* Work task: Only the lines from the top of the records below through the line containing "Write each point like <point>112,136</point>." should be printed, exactly and without pictures.

(Supplied information)

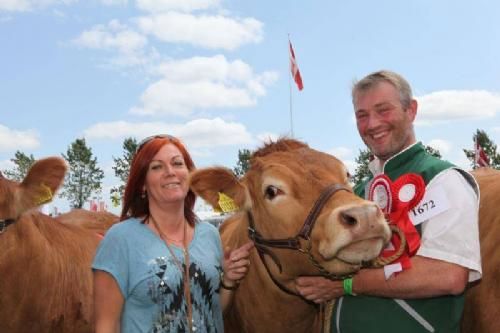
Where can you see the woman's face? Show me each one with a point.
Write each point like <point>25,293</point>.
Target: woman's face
<point>167,177</point>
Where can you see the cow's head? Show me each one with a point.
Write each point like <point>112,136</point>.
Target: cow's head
<point>280,188</point>
<point>37,188</point>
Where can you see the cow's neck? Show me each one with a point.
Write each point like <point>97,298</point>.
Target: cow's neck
<point>300,316</point>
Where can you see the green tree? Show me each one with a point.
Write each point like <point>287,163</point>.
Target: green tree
<point>84,176</point>
<point>23,163</point>
<point>489,147</point>
<point>362,171</point>
<point>243,163</point>
<point>122,168</point>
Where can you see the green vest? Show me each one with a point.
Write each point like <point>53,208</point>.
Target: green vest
<point>378,314</point>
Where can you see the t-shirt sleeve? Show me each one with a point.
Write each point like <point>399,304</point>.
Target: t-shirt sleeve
<point>453,235</point>
<point>112,257</point>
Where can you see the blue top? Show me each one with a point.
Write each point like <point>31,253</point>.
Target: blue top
<point>152,284</point>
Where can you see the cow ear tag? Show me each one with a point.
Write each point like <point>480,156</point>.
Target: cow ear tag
<point>44,196</point>
<point>226,204</point>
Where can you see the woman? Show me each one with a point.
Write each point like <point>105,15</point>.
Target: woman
<point>159,269</point>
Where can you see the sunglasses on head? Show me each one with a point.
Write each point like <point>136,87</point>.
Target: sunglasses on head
<point>152,137</point>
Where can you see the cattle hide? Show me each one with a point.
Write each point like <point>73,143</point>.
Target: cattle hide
<point>45,264</point>
<point>482,302</point>
<point>283,183</point>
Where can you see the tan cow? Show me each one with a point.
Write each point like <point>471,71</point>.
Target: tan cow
<point>482,304</point>
<point>277,195</point>
<point>98,222</point>
<point>46,280</point>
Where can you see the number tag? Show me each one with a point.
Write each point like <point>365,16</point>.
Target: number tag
<point>433,203</point>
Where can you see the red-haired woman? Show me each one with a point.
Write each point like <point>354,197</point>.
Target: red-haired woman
<point>159,269</point>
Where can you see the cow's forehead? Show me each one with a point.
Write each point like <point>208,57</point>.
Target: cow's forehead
<point>301,164</point>
<point>7,195</point>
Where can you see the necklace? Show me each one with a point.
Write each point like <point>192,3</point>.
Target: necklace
<point>184,272</point>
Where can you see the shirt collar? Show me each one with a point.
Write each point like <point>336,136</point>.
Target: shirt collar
<point>376,166</point>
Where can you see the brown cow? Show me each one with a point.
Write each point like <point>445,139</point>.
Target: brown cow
<point>46,280</point>
<point>482,304</point>
<point>98,222</point>
<point>276,196</point>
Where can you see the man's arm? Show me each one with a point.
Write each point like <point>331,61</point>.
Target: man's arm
<point>426,278</point>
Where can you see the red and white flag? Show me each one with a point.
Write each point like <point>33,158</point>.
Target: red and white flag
<point>480,157</point>
<point>295,69</point>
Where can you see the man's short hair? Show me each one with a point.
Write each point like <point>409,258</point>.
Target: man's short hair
<point>371,80</point>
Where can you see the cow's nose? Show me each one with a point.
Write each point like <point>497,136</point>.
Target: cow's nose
<point>364,216</point>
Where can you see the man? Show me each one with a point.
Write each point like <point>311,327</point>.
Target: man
<point>424,292</point>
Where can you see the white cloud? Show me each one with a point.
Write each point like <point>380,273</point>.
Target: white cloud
<point>6,165</point>
<point>28,5</point>
<point>12,140</point>
<point>114,36</point>
<point>215,68</point>
<point>449,105</point>
<point>203,83</point>
<point>114,2</point>
<point>199,133</point>
<point>170,98</point>
<point>443,146</point>
<point>341,152</point>
<point>155,6</point>
<point>205,31</point>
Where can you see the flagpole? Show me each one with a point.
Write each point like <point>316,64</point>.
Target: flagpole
<point>290,88</point>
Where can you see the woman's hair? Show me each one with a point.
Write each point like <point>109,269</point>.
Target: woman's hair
<point>135,201</point>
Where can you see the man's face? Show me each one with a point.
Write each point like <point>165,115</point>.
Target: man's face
<point>385,127</point>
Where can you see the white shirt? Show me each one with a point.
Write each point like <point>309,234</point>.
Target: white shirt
<point>453,235</point>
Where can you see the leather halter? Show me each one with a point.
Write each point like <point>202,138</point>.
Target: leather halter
<point>262,244</point>
<point>4,224</point>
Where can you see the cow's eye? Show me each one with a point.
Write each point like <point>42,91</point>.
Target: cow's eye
<point>272,192</point>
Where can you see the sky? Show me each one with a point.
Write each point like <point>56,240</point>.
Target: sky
<point>216,74</point>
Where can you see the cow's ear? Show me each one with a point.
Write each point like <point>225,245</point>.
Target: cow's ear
<point>42,181</point>
<point>209,182</point>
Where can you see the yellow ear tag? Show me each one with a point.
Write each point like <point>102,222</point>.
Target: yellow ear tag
<point>45,195</point>
<point>226,203</point>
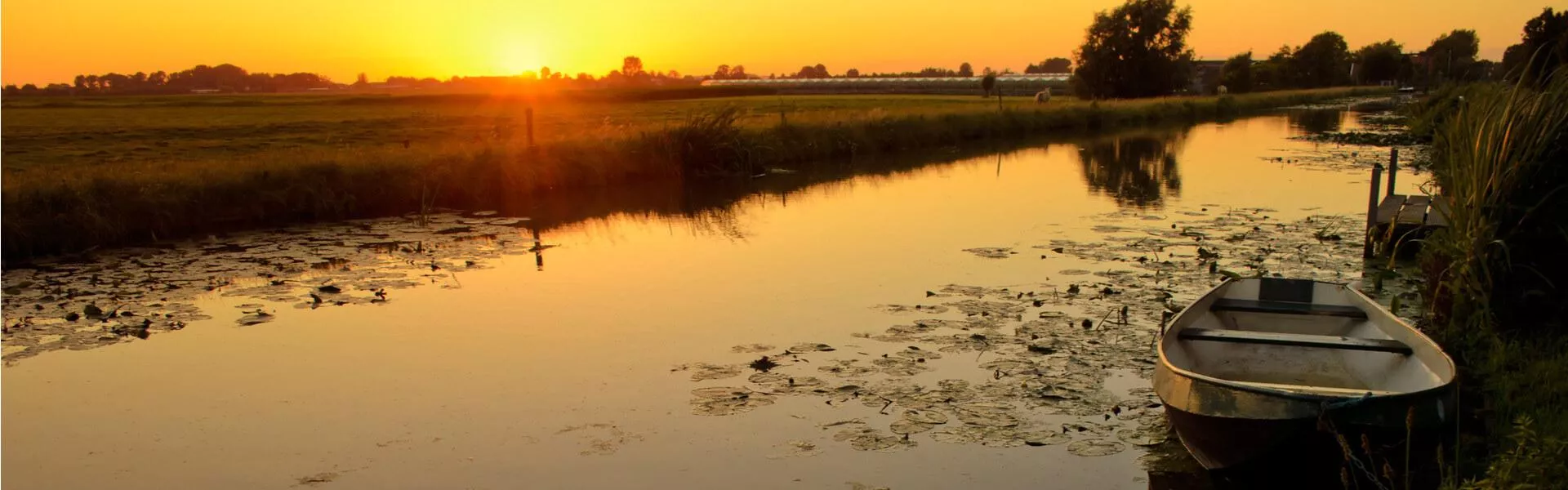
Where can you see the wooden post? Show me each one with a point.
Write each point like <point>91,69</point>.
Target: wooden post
<point>529,115</point>
<point>1366,247</point>
<point>1392,168</point>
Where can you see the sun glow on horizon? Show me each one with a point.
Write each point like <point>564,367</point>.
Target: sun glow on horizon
<point>52,41</point>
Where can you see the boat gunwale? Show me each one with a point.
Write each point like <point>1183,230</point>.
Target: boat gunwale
<point>1165,363</point>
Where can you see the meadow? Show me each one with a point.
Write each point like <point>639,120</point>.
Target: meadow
<point>99,172</point>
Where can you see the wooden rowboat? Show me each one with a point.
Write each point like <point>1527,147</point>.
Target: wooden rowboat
<point>1254,367</point>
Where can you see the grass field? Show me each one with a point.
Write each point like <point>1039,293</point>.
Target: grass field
<point>83,173</point>
<point>119,131</point>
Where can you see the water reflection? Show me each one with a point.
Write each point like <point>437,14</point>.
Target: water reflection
<point>1136,170</point>
<point>1316,120</point>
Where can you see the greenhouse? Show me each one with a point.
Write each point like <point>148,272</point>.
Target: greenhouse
<point>1012,85</point>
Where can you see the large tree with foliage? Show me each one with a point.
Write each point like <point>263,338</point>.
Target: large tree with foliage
<point>1136,51</point>
<point>1544,47</point>
<point>1237,73</point>
<point>1454,54</point>
<point>1322,61</point>
<point>1379,61</point>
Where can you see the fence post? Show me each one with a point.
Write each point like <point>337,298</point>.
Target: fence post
<point>1392,168</point>
<point>1366,245</point>
<point>529,118</point>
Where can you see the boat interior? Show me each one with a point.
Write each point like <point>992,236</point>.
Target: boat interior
<point>1303,336</point>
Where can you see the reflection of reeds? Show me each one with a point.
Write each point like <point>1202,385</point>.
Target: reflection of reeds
<point>78,207</point>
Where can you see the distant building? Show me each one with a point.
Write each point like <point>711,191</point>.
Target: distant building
<point>1206,76</point>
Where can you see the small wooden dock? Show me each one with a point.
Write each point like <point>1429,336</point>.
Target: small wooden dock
<point>1394,219</point>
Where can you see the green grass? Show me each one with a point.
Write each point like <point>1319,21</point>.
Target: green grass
<point>102,175</point>
<point>1496,277</point>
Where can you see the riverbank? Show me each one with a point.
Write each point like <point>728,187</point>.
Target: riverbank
<point>1494,278</point>
<point>65,209</point>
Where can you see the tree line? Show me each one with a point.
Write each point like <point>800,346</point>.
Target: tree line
<point>1138,49</point>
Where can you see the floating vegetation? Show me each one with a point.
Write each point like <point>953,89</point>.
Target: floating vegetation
<point>105,297</point>
<point>1027,365</point>
<point>728,401</point>
<point>991,253</point>
<point>1095,447</point>
<point>705,371</point>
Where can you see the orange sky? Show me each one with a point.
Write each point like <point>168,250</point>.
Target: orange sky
<point>54,40</point>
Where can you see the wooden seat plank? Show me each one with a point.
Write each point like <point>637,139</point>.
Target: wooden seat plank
<point>1438,214</point>
<point>1288,308</point>
<point>1414,211</point>
<point>1388,209</point>
<point>1293,340</point>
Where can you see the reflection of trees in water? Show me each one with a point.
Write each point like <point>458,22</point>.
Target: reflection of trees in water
<point>1136,170</point>
<point>1316,120</point>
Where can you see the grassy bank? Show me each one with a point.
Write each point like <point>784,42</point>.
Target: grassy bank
<point>1496,278</point>
<point>480,158</point>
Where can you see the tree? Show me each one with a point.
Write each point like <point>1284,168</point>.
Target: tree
<point>1322,61</point>
<point>1544,49</point>
<point>1379,61</point>
<point>632,66</point>
<point>1237,73</point>
<point>1136,51</point>
<point>1452,56</point>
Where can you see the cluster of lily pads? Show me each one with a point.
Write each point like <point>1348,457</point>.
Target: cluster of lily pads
<point>1026,365</point>
<point>105,297</point>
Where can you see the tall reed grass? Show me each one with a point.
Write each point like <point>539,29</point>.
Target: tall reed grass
<point>1498,277</point>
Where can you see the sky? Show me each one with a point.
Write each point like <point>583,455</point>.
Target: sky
<point>52,41</point>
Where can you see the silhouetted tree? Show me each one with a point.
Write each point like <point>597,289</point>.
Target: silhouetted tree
<point>1322,61</point>
<point>1237,73</point>
<point>632,66</point>
<point>1379,61</point>
<point>1544,47</point>
<point>1454,54</point>
<point>1136,51</point>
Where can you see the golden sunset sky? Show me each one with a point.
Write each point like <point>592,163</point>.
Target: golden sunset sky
<point>56,40</point>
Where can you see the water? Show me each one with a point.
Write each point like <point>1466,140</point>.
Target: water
<point>572,367</point>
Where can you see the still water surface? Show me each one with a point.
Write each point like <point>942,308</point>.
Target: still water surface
<point>562,369</point>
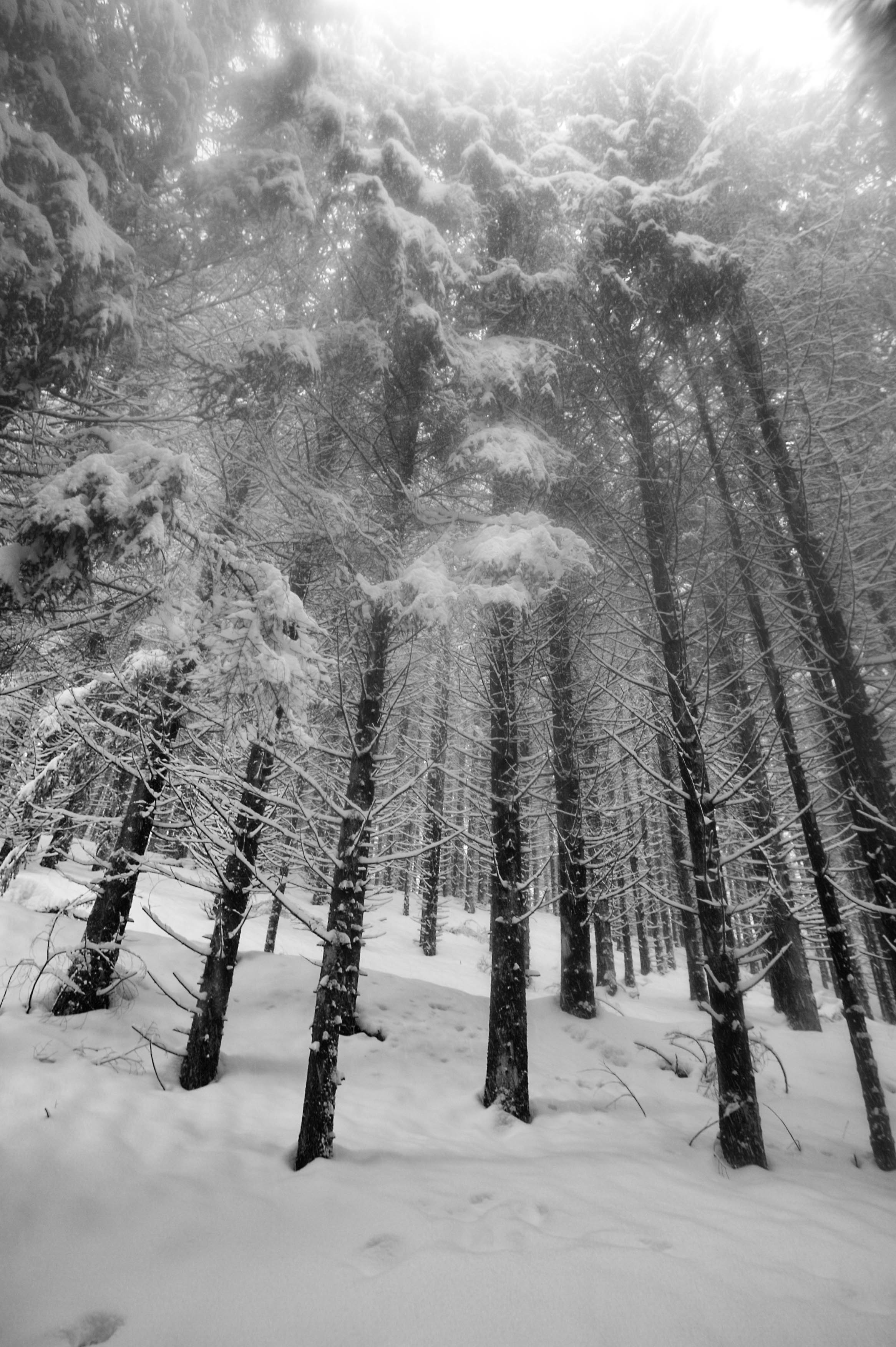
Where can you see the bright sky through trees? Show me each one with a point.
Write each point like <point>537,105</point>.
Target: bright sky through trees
<point>786,34</point>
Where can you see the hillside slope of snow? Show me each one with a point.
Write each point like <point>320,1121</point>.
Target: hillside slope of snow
<point>148,1218</point>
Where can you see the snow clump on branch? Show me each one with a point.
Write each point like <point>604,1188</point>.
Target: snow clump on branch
<point>517,558</point>
<point>110,506</point>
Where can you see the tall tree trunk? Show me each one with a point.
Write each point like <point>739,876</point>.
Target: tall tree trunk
<point>508,1055</point>
<point>338,983</point>
<point>839,747</point>
<point>874,795</point>
<point>739,1124</point>
<point>204,1046</point>
<point>882,1136</point>
<point>689,923</point>
<point>92,969</point>
<point>789,974</point>
<point>276,910</point>
<point>576,984</point>
<point>435,806</point>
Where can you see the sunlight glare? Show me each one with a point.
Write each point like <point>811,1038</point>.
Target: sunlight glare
<point>786,34</point>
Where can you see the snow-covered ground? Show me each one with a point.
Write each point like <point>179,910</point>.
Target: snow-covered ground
<point>154,1218</point>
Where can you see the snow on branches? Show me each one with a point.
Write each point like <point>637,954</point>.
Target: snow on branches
<point>517,558</point>
<point>254,646</point>
<point>111,506</point>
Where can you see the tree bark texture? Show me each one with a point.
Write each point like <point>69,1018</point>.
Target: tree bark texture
<point>874,790</point>
<point>739,1124</point>
<point>435,807</point>
<point>679,841</point>
<point>338,983</point>
<point>204,1046</point>
<point>91,972</point>
<point>508,1055</point>
<point>576,983</point>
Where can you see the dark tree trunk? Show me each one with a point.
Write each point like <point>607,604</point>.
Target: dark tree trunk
<point>677,837</point>
<point>739,1122</point>
<point>93,968</point>
<point>789,976</point>
<point>508,1056</point>
<point>882,1136</point>
<point>629,964</point>
<point>338,983</point>
<point>874,797</point>
<point>576,984</point>
<point>606,964</point>
<point>435,806</point>
<point>276,908</point>
<point>204,1046</point>
<point>840,749</point>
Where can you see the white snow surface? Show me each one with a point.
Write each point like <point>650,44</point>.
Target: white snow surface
<point>146,1218</point>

(End Supplied information)

* Response to the task:
Where can you see the woman's face? Show me each one with a point.
Write each point like <point>25,293</point>.
Target: woman's face
<point>167,177</point>
Where can you see the cow's head? Show me each one with a point.
Write each point like <point>112,136</point>.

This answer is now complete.